Saved entries
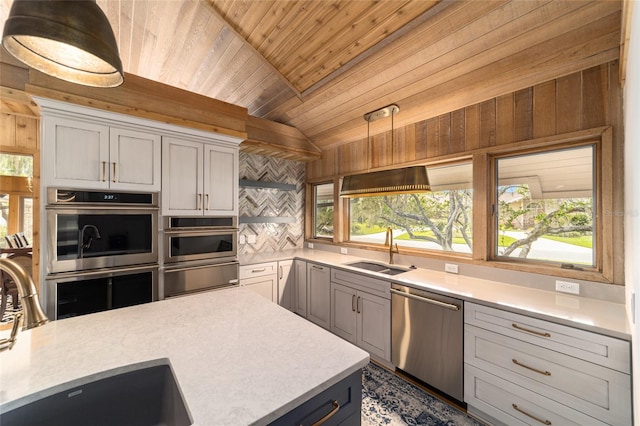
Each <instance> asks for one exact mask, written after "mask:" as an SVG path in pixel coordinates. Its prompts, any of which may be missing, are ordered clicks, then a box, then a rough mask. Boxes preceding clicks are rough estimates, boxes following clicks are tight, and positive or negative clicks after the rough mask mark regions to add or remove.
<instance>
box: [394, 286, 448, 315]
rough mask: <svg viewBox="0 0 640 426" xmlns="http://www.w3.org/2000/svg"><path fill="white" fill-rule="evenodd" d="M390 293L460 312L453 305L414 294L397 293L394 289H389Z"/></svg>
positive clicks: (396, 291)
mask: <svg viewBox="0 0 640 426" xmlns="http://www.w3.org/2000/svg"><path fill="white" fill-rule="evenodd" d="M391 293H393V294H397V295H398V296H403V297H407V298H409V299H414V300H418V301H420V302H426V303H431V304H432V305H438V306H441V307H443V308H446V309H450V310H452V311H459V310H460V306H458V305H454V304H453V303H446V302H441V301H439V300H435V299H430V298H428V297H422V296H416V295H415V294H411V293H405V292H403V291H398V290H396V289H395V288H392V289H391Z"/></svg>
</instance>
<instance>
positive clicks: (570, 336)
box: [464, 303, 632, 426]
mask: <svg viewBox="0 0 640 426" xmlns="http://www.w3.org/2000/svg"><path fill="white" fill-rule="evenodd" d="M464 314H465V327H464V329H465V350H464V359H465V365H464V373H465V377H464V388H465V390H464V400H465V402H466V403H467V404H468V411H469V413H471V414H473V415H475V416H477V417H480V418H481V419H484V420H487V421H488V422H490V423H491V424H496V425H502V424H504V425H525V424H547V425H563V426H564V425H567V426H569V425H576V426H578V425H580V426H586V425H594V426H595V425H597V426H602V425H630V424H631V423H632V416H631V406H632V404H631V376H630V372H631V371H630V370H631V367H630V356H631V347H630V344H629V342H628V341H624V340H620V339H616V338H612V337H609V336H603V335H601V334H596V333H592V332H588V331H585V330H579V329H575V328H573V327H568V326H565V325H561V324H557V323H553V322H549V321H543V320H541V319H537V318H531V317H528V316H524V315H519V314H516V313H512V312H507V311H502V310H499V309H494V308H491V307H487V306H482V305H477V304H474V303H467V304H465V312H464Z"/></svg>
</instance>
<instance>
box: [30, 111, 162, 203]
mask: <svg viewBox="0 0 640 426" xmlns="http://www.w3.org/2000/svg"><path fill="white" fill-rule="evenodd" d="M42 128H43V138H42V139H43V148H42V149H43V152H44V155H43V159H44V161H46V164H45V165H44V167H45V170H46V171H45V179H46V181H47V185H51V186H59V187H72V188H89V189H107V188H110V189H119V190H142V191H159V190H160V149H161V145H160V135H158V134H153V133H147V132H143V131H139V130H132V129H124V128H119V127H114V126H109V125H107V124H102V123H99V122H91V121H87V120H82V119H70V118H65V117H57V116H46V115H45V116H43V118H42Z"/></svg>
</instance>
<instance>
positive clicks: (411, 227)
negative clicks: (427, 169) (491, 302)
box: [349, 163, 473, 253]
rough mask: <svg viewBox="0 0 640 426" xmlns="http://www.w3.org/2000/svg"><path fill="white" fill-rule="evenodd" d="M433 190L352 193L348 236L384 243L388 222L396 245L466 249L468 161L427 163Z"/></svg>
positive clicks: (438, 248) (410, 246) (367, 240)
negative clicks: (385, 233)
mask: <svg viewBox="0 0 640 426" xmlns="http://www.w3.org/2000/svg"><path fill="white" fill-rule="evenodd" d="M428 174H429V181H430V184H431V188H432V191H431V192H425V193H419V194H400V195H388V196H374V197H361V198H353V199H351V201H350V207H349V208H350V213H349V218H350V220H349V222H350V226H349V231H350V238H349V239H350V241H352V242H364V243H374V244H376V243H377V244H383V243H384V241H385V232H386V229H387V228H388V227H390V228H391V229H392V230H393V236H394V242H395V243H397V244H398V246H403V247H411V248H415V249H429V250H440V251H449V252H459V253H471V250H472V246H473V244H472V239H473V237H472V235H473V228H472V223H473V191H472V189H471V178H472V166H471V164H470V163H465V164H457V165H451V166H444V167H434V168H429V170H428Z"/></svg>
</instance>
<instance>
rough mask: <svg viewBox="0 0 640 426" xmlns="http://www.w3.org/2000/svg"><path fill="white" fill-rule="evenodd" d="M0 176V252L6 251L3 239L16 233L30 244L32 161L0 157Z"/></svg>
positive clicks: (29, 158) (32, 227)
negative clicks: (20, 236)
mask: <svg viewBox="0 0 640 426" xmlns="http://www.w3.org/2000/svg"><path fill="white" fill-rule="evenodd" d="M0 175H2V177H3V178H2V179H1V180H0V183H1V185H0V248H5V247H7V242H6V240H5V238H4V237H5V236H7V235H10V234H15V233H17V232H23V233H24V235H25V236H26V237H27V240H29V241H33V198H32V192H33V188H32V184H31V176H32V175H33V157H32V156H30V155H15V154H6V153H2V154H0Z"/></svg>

==

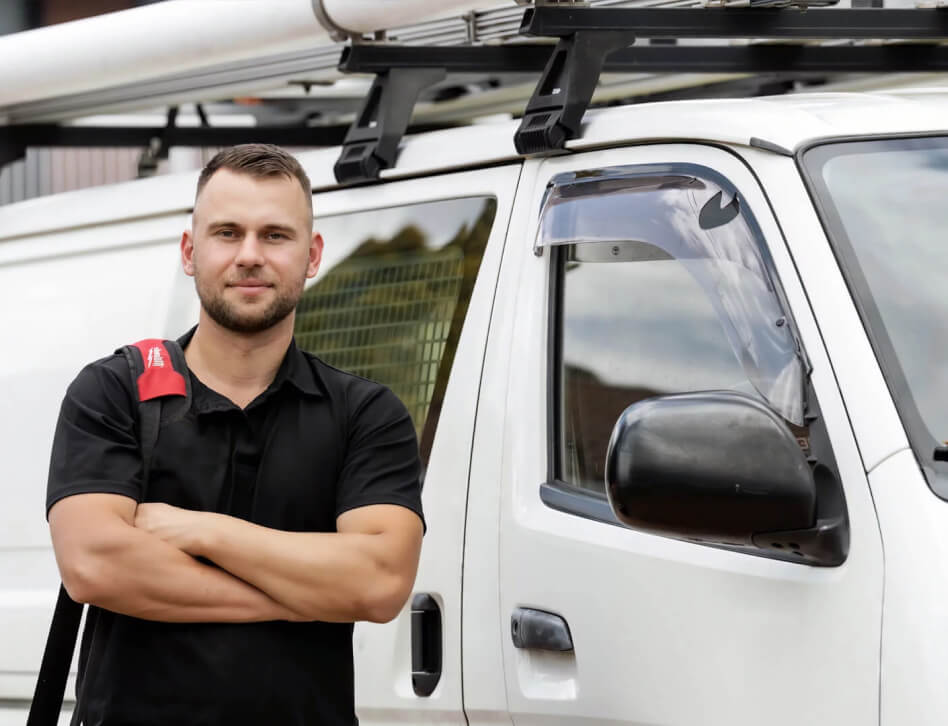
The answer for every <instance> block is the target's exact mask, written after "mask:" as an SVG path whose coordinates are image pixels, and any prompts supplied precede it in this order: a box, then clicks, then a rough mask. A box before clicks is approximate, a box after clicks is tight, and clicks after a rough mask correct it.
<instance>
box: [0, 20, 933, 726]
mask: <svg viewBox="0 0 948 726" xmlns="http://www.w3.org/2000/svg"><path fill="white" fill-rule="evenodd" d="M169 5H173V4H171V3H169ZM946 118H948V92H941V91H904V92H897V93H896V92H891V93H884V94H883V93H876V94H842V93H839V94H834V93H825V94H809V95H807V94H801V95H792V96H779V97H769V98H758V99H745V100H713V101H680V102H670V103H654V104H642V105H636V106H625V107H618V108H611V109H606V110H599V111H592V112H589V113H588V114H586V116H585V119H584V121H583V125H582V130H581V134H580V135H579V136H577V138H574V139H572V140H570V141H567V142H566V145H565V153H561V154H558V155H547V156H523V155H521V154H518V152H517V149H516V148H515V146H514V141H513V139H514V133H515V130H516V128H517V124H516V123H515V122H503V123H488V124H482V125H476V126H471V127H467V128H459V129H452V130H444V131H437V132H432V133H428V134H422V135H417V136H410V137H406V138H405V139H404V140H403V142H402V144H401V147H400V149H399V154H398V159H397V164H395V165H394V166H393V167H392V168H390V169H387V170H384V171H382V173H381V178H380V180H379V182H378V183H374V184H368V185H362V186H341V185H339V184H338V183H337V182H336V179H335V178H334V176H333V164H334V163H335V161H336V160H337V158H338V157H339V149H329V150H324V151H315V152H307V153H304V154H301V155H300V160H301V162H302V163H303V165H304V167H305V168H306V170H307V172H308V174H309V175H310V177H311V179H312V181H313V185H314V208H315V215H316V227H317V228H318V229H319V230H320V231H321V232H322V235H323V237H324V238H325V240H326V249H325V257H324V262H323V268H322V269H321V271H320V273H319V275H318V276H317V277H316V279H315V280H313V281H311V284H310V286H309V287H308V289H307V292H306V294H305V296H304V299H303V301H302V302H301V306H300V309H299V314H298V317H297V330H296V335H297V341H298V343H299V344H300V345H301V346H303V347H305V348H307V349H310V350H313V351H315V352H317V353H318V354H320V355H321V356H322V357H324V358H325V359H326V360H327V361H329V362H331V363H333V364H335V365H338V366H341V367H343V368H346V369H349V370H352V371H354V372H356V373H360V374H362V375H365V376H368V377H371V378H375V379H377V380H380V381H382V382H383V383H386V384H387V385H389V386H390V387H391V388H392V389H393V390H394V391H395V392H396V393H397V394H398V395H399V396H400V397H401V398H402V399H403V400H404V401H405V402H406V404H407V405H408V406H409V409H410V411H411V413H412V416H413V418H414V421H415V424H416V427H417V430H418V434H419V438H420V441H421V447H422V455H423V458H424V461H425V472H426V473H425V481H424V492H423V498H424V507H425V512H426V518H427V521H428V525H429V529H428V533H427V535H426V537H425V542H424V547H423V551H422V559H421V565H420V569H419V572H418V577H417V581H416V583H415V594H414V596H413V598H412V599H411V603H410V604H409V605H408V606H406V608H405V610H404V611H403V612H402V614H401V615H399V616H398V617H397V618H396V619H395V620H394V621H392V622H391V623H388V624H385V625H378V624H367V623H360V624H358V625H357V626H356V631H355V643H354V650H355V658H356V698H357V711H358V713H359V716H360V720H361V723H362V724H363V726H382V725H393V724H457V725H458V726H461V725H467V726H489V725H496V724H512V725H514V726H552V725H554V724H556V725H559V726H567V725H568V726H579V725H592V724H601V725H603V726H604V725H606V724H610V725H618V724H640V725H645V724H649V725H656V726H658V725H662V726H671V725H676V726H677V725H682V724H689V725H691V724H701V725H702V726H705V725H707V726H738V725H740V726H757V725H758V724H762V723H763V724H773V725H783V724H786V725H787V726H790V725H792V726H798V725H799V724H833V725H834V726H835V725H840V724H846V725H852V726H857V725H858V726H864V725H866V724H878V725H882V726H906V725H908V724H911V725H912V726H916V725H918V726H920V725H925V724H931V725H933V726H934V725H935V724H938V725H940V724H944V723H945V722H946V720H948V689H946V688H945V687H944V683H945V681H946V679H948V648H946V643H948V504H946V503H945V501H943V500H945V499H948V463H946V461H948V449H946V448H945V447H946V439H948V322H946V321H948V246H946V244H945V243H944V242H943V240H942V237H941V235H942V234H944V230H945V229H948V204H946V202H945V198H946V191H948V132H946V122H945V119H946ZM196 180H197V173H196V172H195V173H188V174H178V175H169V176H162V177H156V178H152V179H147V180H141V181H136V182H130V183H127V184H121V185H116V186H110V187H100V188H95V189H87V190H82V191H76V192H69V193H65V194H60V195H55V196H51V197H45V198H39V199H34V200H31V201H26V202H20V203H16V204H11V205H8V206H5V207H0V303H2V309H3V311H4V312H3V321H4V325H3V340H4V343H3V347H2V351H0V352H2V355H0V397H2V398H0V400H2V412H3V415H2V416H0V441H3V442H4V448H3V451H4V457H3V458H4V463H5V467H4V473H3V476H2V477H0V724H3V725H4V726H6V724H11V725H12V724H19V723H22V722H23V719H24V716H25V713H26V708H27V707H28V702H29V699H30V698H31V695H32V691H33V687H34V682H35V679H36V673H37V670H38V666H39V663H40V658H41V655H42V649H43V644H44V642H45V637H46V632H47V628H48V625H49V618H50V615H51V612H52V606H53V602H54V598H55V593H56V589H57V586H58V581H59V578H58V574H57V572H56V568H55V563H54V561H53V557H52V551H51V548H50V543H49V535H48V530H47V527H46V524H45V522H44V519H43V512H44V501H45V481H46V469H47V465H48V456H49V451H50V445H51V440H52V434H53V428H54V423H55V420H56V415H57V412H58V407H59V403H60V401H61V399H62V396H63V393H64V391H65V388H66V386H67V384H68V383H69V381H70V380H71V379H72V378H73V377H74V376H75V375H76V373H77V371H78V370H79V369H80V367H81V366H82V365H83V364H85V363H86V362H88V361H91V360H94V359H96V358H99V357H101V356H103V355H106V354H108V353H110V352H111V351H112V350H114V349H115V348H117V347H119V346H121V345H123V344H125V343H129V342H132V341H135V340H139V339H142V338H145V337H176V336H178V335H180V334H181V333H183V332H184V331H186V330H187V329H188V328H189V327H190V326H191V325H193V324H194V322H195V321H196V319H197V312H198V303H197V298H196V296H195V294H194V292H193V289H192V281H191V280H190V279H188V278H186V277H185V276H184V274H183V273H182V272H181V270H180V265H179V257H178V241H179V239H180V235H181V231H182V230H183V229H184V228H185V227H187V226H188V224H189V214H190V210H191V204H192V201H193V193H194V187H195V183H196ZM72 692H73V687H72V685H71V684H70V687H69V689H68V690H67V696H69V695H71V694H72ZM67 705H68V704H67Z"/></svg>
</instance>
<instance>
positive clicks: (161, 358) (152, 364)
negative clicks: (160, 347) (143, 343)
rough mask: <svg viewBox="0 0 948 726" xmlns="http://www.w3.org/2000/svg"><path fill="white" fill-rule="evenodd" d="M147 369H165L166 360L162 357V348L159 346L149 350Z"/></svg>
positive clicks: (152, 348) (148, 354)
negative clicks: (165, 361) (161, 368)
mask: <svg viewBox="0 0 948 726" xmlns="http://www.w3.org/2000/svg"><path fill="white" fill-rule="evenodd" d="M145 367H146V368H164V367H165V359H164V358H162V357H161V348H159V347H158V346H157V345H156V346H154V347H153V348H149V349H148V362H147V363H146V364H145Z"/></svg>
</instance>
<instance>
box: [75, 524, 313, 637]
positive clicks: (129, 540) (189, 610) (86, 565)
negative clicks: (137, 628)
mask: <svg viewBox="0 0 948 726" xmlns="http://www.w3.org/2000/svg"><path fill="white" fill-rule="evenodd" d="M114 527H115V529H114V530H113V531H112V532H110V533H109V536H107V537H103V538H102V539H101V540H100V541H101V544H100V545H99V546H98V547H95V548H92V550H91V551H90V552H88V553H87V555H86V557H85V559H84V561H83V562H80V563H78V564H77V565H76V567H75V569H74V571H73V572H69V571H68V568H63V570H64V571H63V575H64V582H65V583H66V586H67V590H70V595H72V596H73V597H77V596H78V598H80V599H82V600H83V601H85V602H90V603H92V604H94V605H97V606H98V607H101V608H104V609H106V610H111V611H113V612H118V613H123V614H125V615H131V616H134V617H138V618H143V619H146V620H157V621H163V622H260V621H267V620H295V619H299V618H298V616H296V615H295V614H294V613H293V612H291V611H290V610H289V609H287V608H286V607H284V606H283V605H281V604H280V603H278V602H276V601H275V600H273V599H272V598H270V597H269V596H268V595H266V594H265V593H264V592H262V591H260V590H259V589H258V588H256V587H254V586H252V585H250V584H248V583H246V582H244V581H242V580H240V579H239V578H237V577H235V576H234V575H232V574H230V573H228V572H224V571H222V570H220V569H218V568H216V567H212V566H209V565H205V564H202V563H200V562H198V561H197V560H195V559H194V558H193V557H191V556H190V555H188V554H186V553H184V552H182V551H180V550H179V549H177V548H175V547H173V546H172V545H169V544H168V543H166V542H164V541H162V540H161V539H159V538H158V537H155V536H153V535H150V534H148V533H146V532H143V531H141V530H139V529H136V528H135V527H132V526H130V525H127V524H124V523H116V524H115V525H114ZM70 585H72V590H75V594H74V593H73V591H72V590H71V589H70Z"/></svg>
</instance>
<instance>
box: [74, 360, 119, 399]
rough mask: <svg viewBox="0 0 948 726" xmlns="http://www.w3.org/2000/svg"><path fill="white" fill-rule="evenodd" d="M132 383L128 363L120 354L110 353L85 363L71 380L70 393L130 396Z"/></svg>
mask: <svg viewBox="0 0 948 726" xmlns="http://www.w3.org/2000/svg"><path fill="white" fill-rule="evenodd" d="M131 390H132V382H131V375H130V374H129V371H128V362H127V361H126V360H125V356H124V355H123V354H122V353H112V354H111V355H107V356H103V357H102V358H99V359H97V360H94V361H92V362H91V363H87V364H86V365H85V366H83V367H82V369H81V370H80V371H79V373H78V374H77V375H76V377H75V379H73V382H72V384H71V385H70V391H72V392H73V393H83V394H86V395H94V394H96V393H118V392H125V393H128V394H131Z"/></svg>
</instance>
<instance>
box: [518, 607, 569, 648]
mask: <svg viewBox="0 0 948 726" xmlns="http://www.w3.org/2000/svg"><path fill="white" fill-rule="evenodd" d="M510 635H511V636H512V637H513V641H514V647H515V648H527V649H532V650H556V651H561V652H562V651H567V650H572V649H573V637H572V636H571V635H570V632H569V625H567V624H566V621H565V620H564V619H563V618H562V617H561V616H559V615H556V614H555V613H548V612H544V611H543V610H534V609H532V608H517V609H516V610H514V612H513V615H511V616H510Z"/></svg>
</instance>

→ **EXERCISE OBJECTIVE**
Reproduce the lines from the one containing "The answer for" through the one containing "box: [0, 20, 933, 726]", both included.

→ **EXERCISE OUTPUT**
The answer for every <instance> block is the target's exact mask, written after "mask:" as an SVG path whose coordinates are image pixels, and any prompts supplied precede it in this order: a box, then clicks, then a rough mask. A box before clicks is approximate, a box after clicks is tight, and clicks after a rough mask correct it.
<instance>
box: [0, 20, 933, 726]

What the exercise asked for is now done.